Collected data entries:
++++++++

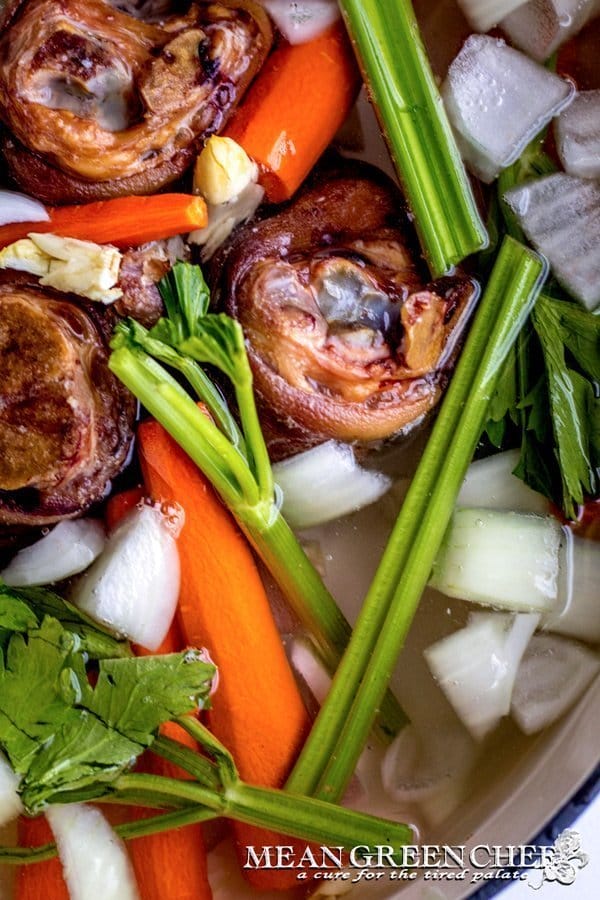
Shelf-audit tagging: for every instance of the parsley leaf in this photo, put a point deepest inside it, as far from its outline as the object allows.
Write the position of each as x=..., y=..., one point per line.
x=549, y=388
x=572, y=361
x=97, y=641
x=63, y=731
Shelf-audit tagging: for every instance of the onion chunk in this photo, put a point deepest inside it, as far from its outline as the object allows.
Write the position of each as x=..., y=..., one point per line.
x=560, y=214
x=15, y=207
x=134, y=584
x=476, y=667
x=497, y=101
x=95, y=861
x=68, y=549
x=578, y=135
x=326, y=483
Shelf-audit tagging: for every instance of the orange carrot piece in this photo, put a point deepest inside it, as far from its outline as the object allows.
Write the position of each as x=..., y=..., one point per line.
x=257, y=712
x=293, y=109
x=120, y=504
x=124, y=221
x=43, y=879
x=172, y=863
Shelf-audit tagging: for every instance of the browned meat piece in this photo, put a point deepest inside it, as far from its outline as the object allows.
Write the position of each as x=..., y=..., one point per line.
x=141, y=270
x=65, y=420
x=345, y=339
x=99, y=103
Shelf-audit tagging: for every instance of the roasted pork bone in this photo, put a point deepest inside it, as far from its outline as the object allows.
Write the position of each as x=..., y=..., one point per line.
x=65, y=420
x=346, y=340
x=98, y=103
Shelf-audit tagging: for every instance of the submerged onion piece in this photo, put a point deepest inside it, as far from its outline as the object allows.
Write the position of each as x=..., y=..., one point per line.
x=560, y=214
x=504, y=559
x=345, y=337
x=578, y=135
x=552, y=676
x=578, y=616
x=539, y=27
x=497, y=101
x=15, y=207
x=483, y=14
x=491, y=484
x=326, y=483
x=306, y=662
x=302, y=20
x=10, y=800
x=133, y=586
x=476, y=666
x=417, y=768
x=68, y=549
x=95, y=861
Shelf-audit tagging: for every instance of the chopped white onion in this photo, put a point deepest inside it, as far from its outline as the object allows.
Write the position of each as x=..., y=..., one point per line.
x=476, y=666
x=134, y=584
x=306, y=662
x=560, y=214
x=497, y=100
x=539, y=27
x=578, y=135
x=579, y=614
x=94, y=859
x=484, y=14
x=300, y=21
x=10, y=801
x=15, y=207
x=490, y=484
x=553, y=674
x=325, y=483
x=69, y=548
x=503, y=559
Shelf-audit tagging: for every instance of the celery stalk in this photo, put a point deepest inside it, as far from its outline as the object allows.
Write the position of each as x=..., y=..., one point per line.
x=217, y=790
x=329, y=756
x=400, y=81
x=236, y=463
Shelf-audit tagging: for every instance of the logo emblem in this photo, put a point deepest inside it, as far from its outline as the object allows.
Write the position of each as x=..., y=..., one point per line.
x=561, y=862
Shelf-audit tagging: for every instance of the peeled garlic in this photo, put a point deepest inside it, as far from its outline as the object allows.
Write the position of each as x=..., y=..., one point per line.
x=223, y=170
x=67, y=264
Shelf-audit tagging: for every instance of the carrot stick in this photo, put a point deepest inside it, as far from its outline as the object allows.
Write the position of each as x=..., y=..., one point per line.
x=124, y=221
x=120, y=504
x=43, y=879
x=295, y=106
x=257, y=711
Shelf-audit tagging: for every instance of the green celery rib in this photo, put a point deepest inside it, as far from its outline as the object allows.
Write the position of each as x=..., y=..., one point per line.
x=257, y=515
x=341, y=729
x=408, y=103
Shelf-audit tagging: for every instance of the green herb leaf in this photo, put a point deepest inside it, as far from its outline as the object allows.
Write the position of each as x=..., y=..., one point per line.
x=97, y=641
x=60, y=731
x=33, y=704
x=114, y=721
x=134, y=696
x=186, y=298
x=570, y=339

++++++++

* _Required work_
Pictures stay out. Repeat only the lines from the beginning of the data through the line that has "Shelf-audit tagging: for every instance of the roasted".

* _Task solution_
Shelf-audit tagging: for every instance of the parsley leaf in this photo, put a point deepest inside it, as far from its outline as the object allows.
Write the position of each as x=..., y=..., one point per line.
x=549, y=388
x=572, y=361
x=97, y=641
x=63, y=731
Shelf-audit tagging: for every instance of the onion chunk in this photo, put a point deepest inside it, as far from its outline as the object allows.
Write the position of each as x=..., y=..., one point per line.
x=560, y=214
x=15, y=207
x=134, y=584
x=476, y=667
x=497, y=101
x=95, y=861
x=68, y=549
x=578, y=135
x=326, y=483
Shelf-audit tagging: for every instance of the orange carrot piece in this photo, put a point deepest inside it, as far from its outline as the object allows.
Write the position of each as x=..., y=..., one point per line.
x=257, y=712
x=293, y=109
x=120, y=504
x=124, y=221
x=43, y=879
x=172, y=863
Shelf-audit tagging: for every instance of the browned meat piece in this photo, put a point deepest inside it, as far from its outline as the object allows.
Write the position of each as x=..., y=..., one point per line.
x=141, y=270
x=65, y=420
x=345, y=339
x=99, y=103
Shelf-audit tagging: for every instance of the roasted pork bone in this photo, put a point deepest inside it, as far from its outline as the object allows.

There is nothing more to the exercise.